**Material supplied**.
<<<<
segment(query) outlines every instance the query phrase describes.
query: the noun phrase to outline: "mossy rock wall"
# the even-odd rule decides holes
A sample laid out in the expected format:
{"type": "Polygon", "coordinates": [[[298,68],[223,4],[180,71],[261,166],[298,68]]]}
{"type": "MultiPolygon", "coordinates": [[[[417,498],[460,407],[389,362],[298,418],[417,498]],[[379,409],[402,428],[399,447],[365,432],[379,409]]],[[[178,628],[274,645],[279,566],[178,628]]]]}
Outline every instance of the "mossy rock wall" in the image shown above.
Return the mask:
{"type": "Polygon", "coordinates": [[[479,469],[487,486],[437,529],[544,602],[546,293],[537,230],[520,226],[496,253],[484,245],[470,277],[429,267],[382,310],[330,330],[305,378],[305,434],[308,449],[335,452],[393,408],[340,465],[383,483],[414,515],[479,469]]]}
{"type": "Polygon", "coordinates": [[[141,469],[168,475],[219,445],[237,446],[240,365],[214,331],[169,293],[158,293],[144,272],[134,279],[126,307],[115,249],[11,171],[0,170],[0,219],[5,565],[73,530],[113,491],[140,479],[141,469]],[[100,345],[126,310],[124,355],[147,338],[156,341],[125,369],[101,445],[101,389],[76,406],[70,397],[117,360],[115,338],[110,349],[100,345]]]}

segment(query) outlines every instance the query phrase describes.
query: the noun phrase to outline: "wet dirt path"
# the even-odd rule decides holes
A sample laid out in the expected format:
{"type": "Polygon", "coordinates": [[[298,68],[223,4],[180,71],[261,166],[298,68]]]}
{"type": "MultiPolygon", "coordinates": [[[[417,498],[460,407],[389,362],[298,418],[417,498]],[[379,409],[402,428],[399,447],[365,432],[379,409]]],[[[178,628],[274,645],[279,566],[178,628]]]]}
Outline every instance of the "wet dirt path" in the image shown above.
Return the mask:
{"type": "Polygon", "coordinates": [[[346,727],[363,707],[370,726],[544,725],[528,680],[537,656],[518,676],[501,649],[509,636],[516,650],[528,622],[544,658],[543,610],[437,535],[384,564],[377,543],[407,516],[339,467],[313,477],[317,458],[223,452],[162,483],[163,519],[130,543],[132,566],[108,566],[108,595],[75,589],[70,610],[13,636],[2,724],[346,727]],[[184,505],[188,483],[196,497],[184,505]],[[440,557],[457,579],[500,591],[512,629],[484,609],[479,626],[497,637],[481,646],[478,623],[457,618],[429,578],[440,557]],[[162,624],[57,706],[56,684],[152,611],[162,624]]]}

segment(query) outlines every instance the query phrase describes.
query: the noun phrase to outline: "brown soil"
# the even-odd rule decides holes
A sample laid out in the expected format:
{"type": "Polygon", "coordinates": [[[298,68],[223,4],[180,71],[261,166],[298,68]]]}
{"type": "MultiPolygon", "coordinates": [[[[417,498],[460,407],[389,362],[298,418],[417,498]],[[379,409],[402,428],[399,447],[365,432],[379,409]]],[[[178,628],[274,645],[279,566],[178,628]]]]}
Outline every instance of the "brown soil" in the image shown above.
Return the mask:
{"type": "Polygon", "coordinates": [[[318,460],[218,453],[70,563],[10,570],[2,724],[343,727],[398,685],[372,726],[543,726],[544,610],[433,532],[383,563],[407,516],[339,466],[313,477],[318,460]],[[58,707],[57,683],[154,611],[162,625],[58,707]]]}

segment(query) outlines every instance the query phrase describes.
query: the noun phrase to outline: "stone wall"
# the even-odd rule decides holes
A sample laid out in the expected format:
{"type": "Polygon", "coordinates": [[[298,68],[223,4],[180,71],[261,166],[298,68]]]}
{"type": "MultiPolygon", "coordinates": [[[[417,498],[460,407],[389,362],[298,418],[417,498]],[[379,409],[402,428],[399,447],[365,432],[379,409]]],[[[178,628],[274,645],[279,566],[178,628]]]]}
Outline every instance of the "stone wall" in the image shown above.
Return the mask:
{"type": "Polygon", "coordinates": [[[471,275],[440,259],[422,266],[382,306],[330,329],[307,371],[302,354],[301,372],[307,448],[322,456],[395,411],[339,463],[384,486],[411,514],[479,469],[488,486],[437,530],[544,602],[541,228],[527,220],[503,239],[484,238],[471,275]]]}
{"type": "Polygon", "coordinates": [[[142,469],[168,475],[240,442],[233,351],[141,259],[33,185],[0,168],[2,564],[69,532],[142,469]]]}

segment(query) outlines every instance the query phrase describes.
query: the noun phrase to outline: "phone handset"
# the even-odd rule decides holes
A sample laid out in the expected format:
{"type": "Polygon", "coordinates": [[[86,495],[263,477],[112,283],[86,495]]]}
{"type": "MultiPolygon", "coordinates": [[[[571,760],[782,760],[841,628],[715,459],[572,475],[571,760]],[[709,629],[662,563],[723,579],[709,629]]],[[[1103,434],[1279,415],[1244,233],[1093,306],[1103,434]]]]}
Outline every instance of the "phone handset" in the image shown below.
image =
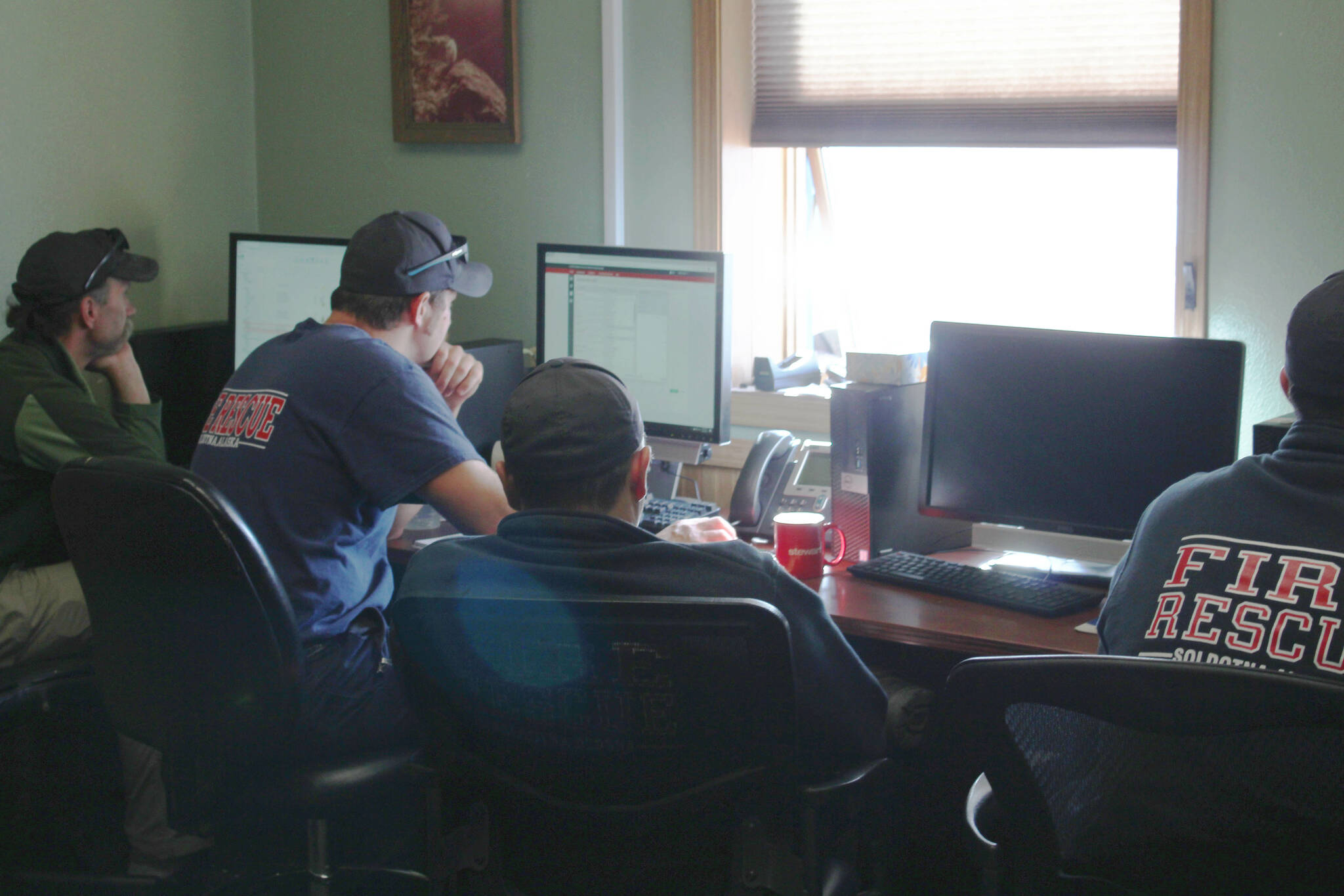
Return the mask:
{"type": "Polygon", "coordinates": [[[738,528],[738,535],[758,535],[769,528],[770,520],[762,517],[780,490],[798,445],[800,441],[788,430],[766,430],[757,437],[728,504],[728,520],[738,528]]]}

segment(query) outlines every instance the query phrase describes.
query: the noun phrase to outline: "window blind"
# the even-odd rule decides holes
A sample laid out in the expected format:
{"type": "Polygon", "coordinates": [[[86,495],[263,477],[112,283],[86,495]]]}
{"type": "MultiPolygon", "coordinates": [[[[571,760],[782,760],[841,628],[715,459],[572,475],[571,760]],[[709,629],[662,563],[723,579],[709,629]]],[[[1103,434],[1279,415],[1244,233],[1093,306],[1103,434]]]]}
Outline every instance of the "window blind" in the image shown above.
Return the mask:
{"type": "Polygon", "coordinates": [[[754,0],[758,146],[1175,146],[1180,0],[754,0]]]}

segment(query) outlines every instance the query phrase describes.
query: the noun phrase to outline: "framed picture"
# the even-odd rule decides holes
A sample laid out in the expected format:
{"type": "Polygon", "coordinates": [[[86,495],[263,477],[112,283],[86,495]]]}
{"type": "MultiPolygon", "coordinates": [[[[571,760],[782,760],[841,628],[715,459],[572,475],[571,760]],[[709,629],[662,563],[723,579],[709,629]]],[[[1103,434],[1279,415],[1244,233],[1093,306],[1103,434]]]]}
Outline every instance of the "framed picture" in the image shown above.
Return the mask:
{"type": "Polygon", "coordinates": [[[517,0],[390,0],[392,137],[520,141],[517,0]]]}

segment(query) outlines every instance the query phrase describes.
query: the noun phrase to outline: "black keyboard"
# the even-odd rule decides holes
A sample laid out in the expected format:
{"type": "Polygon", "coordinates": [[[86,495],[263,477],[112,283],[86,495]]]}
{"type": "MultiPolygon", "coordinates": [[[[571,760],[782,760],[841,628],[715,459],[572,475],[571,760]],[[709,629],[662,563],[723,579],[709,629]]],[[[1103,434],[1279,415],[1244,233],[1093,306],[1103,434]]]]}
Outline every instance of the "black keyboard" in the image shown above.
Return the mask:
{"type": "Polygon", "coordinates": [[[855,563],[849,572],[862,579],[899,584],[946,594],[950,598],[988,603],[1038,617],[1063,617],[1095,606],[1102,594],[1090,588],[1039,579],[1003,570],[938,560],[921,553],[894,551],[864,563],[855,563]]]}
{"type": "Polygon", "coordinates": [[[655,498],[644,502],[644,519],[640,528],[649,532],[661,532],[677,520],[688,520],[695,516],[714,516],[719,512],[718,504],[696,501],[694,498],[655,498]]]}

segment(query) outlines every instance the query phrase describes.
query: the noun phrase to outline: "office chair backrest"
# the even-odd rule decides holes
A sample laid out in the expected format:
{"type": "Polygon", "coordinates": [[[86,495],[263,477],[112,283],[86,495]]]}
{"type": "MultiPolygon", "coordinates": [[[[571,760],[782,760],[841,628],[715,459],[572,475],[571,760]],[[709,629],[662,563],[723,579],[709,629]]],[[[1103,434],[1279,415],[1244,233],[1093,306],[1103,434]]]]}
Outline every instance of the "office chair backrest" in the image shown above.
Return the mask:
>>>>
**Goal**.
Pull out every line in the items above that contains the word "stone", and copy each one in full.

**The completed task**.
query: the noun phrase to outline: "stone wall"
Outline every instance of the "stone wall" in the image shown above.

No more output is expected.